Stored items
________________________
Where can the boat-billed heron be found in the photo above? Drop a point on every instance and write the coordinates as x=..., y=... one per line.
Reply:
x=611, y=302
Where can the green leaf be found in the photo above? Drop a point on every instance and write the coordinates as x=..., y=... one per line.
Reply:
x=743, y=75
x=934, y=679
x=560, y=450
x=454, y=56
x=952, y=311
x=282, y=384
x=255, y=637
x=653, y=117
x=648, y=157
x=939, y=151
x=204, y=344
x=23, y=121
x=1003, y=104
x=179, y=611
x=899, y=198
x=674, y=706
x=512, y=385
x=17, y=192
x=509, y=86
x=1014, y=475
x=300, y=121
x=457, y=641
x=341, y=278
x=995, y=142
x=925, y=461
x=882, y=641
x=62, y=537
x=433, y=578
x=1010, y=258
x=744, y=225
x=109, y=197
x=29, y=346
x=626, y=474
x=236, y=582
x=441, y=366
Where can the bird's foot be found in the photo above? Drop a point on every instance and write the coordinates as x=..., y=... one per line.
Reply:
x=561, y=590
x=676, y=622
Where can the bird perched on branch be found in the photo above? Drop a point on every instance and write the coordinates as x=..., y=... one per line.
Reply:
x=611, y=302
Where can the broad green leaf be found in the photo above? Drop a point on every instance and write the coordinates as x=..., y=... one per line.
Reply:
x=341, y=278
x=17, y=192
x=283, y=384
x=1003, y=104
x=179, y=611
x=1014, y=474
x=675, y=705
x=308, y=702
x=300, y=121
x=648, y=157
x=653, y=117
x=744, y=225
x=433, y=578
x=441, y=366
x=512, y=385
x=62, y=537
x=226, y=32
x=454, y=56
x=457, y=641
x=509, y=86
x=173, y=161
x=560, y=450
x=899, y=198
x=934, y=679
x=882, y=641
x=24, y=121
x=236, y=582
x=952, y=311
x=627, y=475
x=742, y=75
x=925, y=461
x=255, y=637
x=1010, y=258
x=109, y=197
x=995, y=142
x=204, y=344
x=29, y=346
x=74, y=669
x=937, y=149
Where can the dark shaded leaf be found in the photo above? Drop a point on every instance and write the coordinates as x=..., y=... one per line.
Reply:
________________________
Job :: Copy out the lines of the material above word for word, starting at the line that contains "Where can the broad" and ending at the line that contains "x=937, y=149", with both of those lines included.

Written answer ::
Where can the broad green leaf be found in the photo above? Drop a point on every instance and write the coordinates as x=..., y=... one per line.
Reply:
x=341, y=278
x=17, y=192
x=283, y=384
x=1003, y=104
x=179, y=611
x=1014, y=474
x=675, y=705
x=308, y=702
x=300, y=121
x=648, y=157
x=653, y=117
x=744, y=225
x=433, y=578
x=441, y=366
x=512, y=385
x=62, y=537
x=226, y=32
x=454, y=56
x=457, y=641
x=509, y=86
x=173, y=161
x=560, y=450
x=899, y=198
x=934, y=679
x=882, y=641
x=24, y=121
x=236, y=582
x=952, y=311
x=627, y=475
x=742, y=75
x=925, y=461
x=255, y=637
x=1010, y=258
x=109, y=197
x=995, y=142
x=204, y=344
x=29, y=346
x=74, y=669
x=937, y=149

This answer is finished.